**Task description**
Return the lines of the data below from the line with "The scan above contains the white" to the line with "[550,408,1329,765]", both included, exactly as they stand.

**Region annotation entries**
═══
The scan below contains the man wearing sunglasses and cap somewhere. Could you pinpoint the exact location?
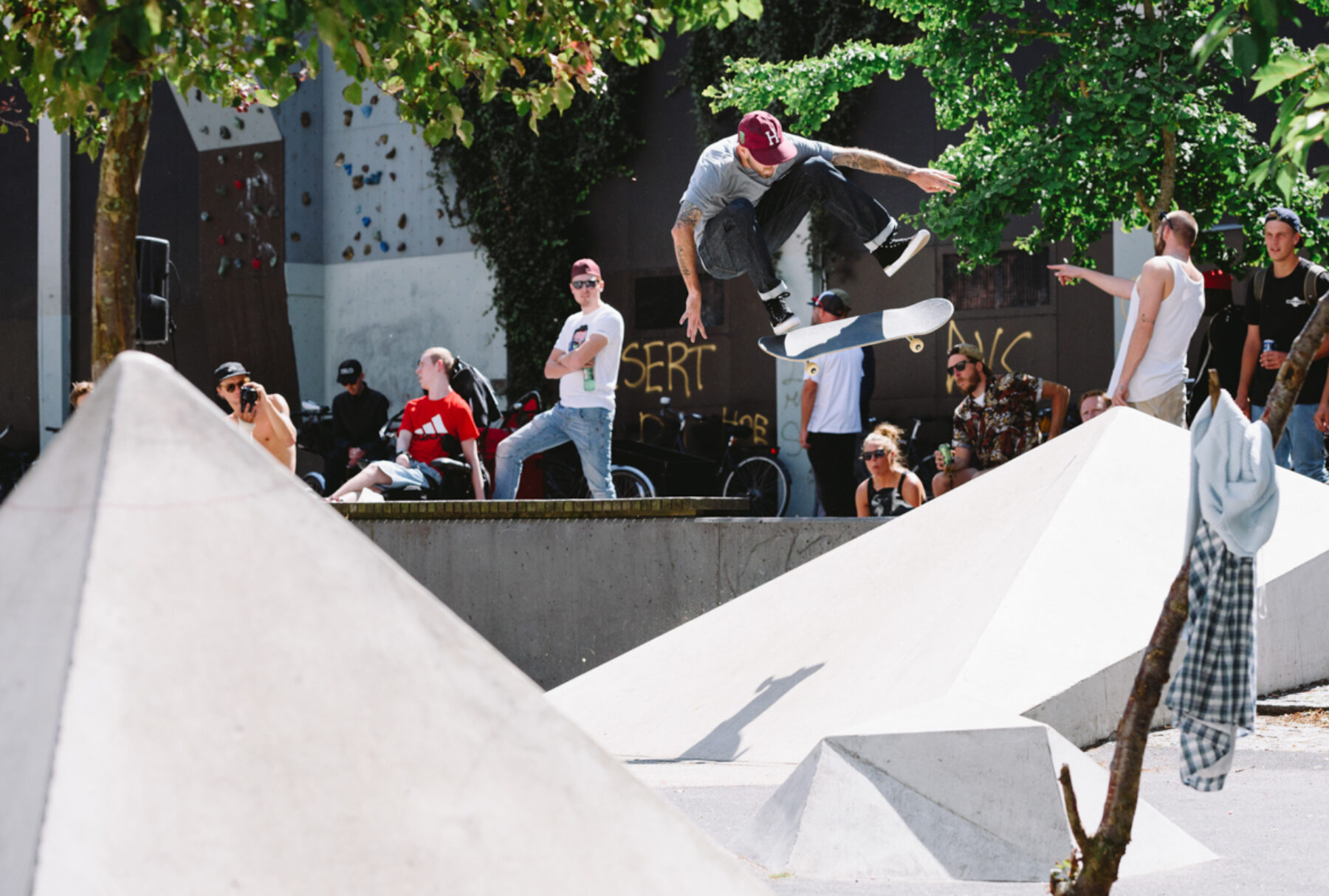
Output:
[673,111,958,342]
[1236,206,1329,483]
[495,258,623,501]
[799,290,872,516]
[213,360,295,473]
[932,343,1071,497]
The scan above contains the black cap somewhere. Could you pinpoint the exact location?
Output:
[213,360,253,385]
[336,358,364,385]
[812,290,849,317]
[1264,204,1301,232]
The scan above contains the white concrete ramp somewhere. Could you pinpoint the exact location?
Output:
[0,354,766,896]
[731,698,1216,881]
[550,408,1329,765]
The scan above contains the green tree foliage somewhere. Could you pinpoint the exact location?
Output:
[0,0,761,372]
[1193,0,1329,202]
[712,0,1324,264]
[435,63,641,398]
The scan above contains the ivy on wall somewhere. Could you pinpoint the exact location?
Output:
[433,61,641,398]
[435,0,914,398]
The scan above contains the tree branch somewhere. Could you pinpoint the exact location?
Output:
[1060,765,1088,853]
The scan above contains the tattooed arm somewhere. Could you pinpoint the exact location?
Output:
[831,148,960,193]
[671,201,706,342]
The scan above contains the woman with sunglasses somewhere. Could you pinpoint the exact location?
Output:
[854,423,925,516]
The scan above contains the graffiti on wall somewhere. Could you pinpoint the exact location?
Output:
[947,320,1034,395]
[618,339,715,398]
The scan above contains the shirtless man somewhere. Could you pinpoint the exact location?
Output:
[216,360,295,473]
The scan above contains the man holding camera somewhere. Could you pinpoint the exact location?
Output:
[216,360,295,473]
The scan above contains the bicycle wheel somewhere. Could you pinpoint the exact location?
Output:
[723,455,792,516]
[608,466,655,497]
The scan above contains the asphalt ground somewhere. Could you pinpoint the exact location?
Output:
[653,686,1329,896]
═══
**Solution**
The scan above contains the white concrete ramp somewhere. Could you pinpoint the exact location?
Output:
[0,354,766,896]
[731,698,1216,881]
[550,408,1329,765]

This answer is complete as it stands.